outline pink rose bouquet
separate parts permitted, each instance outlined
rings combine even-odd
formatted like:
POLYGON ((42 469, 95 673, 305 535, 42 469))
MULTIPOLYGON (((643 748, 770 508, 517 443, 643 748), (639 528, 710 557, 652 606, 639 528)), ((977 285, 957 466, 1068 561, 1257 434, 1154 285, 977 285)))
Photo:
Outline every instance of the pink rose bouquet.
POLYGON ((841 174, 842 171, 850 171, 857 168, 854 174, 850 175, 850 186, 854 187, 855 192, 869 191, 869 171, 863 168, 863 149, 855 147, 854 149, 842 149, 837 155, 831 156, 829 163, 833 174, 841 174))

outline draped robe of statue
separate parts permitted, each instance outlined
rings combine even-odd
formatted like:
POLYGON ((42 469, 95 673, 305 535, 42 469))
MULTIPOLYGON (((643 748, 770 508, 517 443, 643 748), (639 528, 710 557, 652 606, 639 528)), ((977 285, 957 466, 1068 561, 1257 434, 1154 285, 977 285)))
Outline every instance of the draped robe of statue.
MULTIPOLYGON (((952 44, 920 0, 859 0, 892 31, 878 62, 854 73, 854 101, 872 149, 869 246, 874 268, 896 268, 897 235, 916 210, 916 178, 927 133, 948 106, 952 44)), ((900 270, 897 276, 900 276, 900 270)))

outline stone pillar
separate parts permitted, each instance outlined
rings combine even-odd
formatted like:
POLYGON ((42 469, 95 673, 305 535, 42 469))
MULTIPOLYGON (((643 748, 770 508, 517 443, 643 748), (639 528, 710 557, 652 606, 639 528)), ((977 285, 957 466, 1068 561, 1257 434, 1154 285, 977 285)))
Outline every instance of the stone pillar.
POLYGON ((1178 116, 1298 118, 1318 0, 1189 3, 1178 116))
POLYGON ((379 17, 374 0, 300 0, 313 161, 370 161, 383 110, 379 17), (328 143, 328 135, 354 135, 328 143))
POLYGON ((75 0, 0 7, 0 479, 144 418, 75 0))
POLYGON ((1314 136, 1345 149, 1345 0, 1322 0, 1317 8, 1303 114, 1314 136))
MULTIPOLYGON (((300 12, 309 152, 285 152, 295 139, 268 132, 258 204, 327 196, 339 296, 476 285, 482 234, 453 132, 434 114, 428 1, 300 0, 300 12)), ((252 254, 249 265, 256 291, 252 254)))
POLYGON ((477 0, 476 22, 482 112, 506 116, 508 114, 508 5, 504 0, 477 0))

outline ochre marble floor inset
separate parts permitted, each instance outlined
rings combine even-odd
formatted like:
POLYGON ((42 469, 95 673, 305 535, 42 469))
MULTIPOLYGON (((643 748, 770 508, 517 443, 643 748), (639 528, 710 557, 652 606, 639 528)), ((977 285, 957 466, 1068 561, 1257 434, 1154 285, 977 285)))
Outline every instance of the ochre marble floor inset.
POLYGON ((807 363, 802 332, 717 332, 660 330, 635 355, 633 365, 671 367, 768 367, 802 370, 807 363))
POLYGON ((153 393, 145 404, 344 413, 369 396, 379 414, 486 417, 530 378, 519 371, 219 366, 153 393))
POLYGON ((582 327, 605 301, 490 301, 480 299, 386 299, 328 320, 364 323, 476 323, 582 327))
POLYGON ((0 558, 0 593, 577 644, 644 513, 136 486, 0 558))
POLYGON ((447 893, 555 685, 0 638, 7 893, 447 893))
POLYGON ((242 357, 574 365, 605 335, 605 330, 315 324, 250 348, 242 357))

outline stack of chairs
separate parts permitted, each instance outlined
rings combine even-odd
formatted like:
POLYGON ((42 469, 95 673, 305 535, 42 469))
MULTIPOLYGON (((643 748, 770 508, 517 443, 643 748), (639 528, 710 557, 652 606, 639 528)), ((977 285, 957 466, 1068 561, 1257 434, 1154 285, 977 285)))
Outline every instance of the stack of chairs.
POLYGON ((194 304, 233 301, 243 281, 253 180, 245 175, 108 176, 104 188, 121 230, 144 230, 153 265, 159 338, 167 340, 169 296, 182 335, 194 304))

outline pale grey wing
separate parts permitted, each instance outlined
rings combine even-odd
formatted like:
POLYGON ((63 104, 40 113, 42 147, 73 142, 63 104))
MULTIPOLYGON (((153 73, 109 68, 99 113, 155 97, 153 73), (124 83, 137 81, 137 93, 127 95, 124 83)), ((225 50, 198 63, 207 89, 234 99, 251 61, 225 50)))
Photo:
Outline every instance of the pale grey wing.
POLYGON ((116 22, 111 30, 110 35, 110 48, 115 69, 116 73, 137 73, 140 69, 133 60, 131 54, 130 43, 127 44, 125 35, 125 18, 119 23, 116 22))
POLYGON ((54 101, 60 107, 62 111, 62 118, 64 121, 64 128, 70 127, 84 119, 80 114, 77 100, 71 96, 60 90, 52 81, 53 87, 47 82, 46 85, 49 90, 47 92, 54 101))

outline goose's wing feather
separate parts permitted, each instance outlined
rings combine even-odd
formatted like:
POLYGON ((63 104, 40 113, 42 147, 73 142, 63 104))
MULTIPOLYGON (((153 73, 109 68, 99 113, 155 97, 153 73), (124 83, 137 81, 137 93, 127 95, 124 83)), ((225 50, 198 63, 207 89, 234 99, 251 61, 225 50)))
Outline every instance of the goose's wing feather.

****************

_Required task:_ In all of the lines above, change "separate parts permitted" to "disjoint pieces allowed" wherever it occurs, and reproduce everything else unchanged.

_The result:_
outline pink rose bouquet
disjoint pieces allowed, each instance outlined
rings combine even-odd
formatted like:
POLYGON ((42 469, 95 673, 305 535, 42 469))
MULTIPOLYGON (((643 748, 770 508, 517 443, 643 748), (639 528, 710 557, 652 606, 639 528)), ((977 285, 957 466, 1068 561, 1257 434, 1154 285, 977 285)))
Photo:
Outline every instance of the pink rose bouquet.
POLYGON ((841 174, 842 171, 850 171, 857 168, 854 174, 850 175, 850 186, 854 187, 855 192, 869 191, 869 171, 863 168, 863 149, 855 147, 854 149, 842 149, 837 155, 831 156, 829 163, 833 174, 841 174))

outline draped robe of statue
disjoint pieces allowed, each instance outlined
rings combine even-odd
formatted like:
POLYGON ((42 469, 95 673, 305 535, 42 469))
MULTIPOLYGON (((643 748, 770 508, 517 443, 643 748), (639 528, 710 557, 652 606, 639 528)), ((977 285, 957 466, 1068 561, 1257 434, 1154 285, 977 285)))
Outline every instance of the draped robe of statue.
MULTIPOLYGON (((952 44, 920 0, 859 0, 892 31, 878 62, 854 73, 854 101, 872 149, 869 246, 874 268, 896 268, 897 235, 916 210, 916 178, 927 133, 948 106, 952 44)), ((900 270, 897 276, 900 276, 900 270)))

outline stone pillar
disjoint pieces allowed, each instance outlined
rings combine even-odd
formatted like:
POLYGON ((42 469, 95 673, 305 535, 42 469))
MULTIPOLYGON (((643 748, 770 508, 517 443, 643 748), (639 528, 710 557, 652 606, 639 528)), ((977 285, 957 466, 1068 561, 1257 434, 1154 285, 977 285)))
Outline every instance of the stone pillar.
POLYGON ((1178 116, 1298 118, 1318 0, 1189 3, 1178 116))
POLYGON ((379 17, 374 0, 300 0, 313 161, 370 161, 383 110, 379 17), (328 143, 328 135, 354 135, 328 143))
POLYGON ((75 0, 0 7, 0 479, 144 418, 75 0))
POLYGON ((1314 136, 1345 149, 1345 0, 1322 0, 1317 8, 1303 114, 1314 136))
MULTIPOLYGON (((300 12, 309 152, 285 152, 295 139, 268 132, 258 204, 327 196, 339 296, 476 285, 482 234, 453 132, 434 114, 428 1, 300 0, 300 12)), ((252 254, 249 265, 256 291, 252 254)))
POLYGON ((477 0, 476 22, 482 112, 506 116, 508 114, 508 5, 504 0, 477 0))

outline ochre marble floor inset
disjoint pieces allowed, each instance outlined
rings combine even-odd
formatted like:
POLYGON ((42 469, 95 673, 305 535, 42 469))
MULTIPOLYGON (((643 748, 770 508, 517 443, 643 748), (639 528, 710 557, 652 606, 639 528)), ((977 285, 957 466, 1068 561, 1257 434, 1154 285, 977 285)))
Outline every instance of the ochre marble floor inset.
POLYGON ((807 363, 802 332, 717 332, 660 330, 635 355, 633 365, 671 367, 768 367, 802 370, 807 363))
POLYGON ((153 393, 145 404, 344 413, 369 396, 379 414, 486 417, 530 378, 519 371, 219 366, 153 393))
POLYGON ((582 327, 605 301, 490 301, 480 299, 386 299, 328 320, 364 323, 476 323, 582 327))
POLYGON ((0 558, 0 593, 577 644, 644 513, 136 486, 0 558))
POLYGON ((447 893, 555 685, 0 638, 7 893, 447 893))
POLYGON ((242 357, 574 365, 605 335, 605 330, 315 324, 250 348, 242 357))

outline stack of chairs
disjoint pieces allowed, each instance outlined
rings combine even-odd
formatted like:
POLYGON ((42 469, 95 673, 305 535, 42 469))
MULTIPOLYGON (((643 748, 770 508, 517 443, 643 748), (639 528, 710 557, 652 606, 639 528)), ((977 285, 957 466, 1068 561, 1257 434, 1154 285, 977 285)))
Outline every instance of the stack of chairs.
POLYGON ((194 304, 233 301, 243 281, 253 180, 245 175, 108 176, 104 188, 121 230, 144 230, 153 265, 159 338, 167 340, 169 296, 182 335, 194 304))

outline pale grey wing
disjoint pieces allowed, each instance outlined
rings combine even-odd
formatted like:
POLYGON ((63 104, 40 113, 42 147, 73 142, 63 104))
MULTIPOLYGON (((153 73, 109 68, 99 113, 155 97, 153 73), (124 83, 137 81, 137 93, 127 95, 124 83)), ((225 50, 198 63, 207 89, 234 99, 251 61, 225 50)))
Photo:
Outline every instance of the pale grey wing.
POLYGON ((116 22, 111 30, 110 35, 110 48, 115 69, 116 73, 137 73, 140 69, 133 60, 131 54, 130 43, 127 44, 125 35, 125 18, 119 23, 116 22))
POLYGON ((54 101, 60 107, 62 111, 62 118, 64 121, 64 128, 70 127, 84 119, 80 114, 77 100, 71 96, 60 90, 52 81, 53 87, 47 82, 46 85, 49 90, 47 92, 54 101))

outline goose's wing feather
disjoint pieces allowed, each instance outlined
rings combine even-odd
formatted like:
POLYGON ((63 104, 40 113, 42 147, 73 142, 63 104))
MULTIPOLYGON (((153 73, 109 68, 99 113, 155 97, 153 73), (124 83, 137 81, 137 93, 127 95, 124 83)), ((225 50, 198 63, 207 89, 234 99, 251 61, 225 50)))
Outline every instance of the goose's wing feather.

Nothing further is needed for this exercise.